[Pointing listing]
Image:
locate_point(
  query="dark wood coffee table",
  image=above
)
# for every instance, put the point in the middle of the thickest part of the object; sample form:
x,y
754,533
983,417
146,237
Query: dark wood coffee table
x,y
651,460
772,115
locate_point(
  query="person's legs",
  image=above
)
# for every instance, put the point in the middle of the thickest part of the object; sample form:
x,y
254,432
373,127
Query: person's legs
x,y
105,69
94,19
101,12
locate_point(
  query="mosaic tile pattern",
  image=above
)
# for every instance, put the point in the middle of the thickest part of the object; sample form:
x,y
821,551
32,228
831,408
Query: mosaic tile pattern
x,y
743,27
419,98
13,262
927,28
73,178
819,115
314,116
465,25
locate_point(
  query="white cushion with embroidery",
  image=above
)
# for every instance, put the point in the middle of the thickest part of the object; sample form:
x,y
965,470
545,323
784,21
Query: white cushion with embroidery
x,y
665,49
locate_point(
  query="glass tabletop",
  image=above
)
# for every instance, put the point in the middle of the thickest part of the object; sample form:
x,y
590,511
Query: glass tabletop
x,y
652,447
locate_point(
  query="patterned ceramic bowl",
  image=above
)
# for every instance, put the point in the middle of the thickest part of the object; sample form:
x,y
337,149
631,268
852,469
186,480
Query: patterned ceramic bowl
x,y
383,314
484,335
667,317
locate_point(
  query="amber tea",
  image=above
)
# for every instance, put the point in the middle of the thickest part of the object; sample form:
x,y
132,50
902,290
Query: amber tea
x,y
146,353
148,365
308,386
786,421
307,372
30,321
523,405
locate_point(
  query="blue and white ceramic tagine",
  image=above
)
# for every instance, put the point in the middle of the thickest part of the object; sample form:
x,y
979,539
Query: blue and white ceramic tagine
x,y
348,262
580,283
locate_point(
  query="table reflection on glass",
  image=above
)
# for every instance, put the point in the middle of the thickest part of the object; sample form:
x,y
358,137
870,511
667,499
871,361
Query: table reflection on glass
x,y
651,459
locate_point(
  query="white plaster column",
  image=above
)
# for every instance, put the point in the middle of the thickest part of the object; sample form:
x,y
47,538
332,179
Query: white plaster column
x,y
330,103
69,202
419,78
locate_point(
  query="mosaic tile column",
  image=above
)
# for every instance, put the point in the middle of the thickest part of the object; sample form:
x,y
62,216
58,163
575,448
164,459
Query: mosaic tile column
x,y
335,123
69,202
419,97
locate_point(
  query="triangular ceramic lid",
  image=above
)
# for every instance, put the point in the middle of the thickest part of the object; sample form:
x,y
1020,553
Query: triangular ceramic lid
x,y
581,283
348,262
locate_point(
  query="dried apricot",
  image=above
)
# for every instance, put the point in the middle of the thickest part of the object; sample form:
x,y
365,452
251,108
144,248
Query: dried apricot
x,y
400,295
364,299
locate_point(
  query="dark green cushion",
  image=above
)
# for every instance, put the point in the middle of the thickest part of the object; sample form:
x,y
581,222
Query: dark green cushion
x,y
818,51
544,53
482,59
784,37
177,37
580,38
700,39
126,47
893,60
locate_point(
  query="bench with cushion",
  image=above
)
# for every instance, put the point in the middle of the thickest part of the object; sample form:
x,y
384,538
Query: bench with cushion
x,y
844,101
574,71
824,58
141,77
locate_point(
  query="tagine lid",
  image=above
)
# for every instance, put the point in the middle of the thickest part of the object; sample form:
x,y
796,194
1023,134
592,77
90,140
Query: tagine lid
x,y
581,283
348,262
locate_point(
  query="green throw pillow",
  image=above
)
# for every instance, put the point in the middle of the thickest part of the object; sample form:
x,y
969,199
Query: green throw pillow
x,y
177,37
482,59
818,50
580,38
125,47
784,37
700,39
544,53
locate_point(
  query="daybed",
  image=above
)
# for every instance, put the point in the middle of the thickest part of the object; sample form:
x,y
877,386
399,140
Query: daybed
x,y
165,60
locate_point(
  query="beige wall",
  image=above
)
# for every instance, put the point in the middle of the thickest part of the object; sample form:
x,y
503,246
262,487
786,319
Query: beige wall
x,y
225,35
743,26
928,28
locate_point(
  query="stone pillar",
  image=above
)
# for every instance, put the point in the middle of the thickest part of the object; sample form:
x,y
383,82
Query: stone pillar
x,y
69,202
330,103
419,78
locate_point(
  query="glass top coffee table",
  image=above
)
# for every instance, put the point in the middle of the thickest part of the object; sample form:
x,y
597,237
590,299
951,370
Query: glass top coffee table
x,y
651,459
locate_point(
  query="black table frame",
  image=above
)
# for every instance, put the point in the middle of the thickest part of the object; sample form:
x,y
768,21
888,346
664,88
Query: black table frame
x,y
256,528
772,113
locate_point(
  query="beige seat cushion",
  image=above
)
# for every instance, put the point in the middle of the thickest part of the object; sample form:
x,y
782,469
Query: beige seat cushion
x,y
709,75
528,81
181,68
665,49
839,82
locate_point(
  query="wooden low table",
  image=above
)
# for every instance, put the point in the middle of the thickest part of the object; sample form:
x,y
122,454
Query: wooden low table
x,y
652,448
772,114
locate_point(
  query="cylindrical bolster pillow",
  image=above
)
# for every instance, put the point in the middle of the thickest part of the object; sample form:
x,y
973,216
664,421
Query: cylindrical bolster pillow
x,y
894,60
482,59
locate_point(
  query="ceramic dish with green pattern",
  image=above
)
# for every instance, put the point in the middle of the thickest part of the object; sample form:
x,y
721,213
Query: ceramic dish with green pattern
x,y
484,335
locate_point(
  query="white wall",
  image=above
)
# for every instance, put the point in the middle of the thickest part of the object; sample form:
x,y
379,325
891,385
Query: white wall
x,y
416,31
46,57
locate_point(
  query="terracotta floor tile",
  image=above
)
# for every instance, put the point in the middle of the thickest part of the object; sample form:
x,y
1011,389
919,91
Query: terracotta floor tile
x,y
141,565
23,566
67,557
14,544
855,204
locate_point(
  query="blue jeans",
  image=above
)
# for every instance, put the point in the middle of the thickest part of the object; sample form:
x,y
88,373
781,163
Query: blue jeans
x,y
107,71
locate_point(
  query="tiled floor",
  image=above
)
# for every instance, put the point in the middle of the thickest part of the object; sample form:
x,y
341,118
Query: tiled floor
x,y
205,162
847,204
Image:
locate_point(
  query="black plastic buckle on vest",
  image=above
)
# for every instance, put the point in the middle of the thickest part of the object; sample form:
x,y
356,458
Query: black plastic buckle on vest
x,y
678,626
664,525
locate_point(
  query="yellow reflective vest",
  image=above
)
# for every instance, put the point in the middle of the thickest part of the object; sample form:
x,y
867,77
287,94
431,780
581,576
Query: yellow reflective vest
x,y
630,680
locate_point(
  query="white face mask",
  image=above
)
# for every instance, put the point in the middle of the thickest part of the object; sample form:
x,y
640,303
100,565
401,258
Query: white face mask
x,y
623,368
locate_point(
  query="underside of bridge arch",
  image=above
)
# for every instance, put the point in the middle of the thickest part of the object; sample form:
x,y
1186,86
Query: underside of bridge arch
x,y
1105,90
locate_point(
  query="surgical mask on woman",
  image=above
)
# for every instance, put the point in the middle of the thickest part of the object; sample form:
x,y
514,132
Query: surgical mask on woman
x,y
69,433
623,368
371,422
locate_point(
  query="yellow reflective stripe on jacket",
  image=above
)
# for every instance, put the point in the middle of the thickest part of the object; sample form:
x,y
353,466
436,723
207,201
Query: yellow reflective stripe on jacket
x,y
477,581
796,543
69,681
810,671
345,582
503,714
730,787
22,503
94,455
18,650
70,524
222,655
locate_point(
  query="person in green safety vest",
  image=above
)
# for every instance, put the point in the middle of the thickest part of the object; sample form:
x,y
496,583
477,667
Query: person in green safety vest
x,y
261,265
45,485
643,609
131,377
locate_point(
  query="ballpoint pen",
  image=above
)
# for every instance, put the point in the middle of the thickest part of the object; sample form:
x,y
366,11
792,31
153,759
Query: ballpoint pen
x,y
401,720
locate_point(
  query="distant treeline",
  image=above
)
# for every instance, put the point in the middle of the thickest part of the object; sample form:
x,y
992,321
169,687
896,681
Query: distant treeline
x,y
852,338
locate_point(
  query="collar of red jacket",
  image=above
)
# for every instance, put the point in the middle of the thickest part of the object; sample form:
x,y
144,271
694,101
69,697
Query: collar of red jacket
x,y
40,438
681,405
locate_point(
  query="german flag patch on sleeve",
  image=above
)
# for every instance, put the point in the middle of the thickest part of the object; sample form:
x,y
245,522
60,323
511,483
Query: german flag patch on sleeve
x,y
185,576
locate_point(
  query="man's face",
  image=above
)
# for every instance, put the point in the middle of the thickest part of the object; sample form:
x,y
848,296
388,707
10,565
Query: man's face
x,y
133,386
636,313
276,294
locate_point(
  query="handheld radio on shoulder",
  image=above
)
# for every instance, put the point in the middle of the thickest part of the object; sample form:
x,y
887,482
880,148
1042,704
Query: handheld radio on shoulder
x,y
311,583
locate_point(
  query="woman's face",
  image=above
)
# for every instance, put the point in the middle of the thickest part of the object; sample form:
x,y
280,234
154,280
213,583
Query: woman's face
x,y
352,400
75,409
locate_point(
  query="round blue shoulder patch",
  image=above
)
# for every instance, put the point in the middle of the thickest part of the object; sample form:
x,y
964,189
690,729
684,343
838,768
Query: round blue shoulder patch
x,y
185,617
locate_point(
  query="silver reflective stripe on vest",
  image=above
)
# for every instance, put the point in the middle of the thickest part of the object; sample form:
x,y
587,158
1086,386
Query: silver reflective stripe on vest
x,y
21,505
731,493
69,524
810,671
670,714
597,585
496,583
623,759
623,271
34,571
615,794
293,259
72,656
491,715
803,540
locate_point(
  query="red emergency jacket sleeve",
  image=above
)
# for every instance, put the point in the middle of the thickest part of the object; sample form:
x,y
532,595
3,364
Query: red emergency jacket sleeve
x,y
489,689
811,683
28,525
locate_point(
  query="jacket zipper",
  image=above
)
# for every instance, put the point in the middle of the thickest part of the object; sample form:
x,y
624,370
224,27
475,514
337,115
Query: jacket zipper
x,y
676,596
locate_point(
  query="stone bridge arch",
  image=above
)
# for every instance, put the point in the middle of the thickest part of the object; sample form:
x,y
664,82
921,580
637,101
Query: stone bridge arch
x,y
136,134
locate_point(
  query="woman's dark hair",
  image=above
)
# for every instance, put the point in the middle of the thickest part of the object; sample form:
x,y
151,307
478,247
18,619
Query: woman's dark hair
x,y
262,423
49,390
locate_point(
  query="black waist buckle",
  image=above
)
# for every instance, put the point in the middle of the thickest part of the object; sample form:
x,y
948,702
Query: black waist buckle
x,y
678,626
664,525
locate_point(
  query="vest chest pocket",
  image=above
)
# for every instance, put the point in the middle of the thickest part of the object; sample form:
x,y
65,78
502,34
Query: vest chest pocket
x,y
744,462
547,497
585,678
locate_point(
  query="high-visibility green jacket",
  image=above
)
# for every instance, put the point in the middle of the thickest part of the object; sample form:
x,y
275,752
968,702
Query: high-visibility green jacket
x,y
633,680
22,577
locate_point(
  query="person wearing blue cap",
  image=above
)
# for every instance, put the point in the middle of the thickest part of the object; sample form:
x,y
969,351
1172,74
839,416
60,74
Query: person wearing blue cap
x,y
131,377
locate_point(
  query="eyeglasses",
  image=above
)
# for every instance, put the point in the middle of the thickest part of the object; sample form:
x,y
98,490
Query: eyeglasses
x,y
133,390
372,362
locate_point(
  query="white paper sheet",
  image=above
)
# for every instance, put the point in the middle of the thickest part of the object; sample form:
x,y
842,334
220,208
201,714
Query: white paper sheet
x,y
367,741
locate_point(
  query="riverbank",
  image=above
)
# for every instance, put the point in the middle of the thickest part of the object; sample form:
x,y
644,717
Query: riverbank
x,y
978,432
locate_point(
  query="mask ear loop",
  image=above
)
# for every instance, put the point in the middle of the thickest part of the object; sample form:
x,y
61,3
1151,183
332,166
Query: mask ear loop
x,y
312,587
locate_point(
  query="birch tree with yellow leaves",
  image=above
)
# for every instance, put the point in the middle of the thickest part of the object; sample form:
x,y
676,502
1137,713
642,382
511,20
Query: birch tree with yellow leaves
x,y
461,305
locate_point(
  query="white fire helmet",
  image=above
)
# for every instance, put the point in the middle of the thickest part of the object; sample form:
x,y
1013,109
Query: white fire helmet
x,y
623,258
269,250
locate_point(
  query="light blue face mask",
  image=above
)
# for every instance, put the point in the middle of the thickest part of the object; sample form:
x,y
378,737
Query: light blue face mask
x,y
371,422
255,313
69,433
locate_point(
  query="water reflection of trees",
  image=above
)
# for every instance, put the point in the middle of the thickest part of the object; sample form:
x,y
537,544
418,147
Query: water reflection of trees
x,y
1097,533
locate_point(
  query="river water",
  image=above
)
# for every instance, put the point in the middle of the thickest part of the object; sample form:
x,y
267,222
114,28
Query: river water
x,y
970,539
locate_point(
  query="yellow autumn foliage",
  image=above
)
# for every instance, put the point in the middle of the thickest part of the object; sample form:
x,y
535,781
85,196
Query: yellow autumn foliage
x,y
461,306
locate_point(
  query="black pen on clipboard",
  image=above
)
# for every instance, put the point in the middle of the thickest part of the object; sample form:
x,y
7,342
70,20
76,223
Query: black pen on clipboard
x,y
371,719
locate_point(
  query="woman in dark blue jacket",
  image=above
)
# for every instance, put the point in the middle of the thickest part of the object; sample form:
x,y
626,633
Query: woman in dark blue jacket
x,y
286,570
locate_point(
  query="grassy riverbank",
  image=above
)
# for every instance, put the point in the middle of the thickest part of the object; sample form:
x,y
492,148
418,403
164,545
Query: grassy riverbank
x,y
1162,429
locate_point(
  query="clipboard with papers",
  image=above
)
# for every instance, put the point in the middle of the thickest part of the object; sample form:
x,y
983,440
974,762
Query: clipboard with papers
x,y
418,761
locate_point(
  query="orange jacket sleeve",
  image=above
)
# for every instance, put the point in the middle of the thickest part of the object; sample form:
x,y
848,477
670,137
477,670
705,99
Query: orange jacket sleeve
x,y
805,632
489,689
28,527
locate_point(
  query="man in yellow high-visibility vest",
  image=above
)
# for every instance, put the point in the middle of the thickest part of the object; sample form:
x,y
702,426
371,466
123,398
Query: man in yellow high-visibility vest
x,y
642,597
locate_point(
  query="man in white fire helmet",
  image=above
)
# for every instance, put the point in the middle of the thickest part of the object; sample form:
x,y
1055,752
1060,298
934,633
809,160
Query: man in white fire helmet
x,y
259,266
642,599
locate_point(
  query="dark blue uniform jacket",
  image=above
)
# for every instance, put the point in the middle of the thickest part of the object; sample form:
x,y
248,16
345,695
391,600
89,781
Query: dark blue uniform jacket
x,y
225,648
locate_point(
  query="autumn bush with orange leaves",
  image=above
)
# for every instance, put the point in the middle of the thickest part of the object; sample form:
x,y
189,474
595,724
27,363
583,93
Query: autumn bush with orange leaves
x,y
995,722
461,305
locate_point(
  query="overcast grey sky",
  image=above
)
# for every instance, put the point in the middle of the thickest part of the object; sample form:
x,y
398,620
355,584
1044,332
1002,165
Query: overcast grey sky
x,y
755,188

> [Written exercise] Return every line from the listing above that contains the string "shoulder", copying each one in full.

> [Correct result]
  query="handheld radio on shoulder",
Query: handheld radio on shoulder
  query="round blue shoulder patch",
Query: round blue shoulder patch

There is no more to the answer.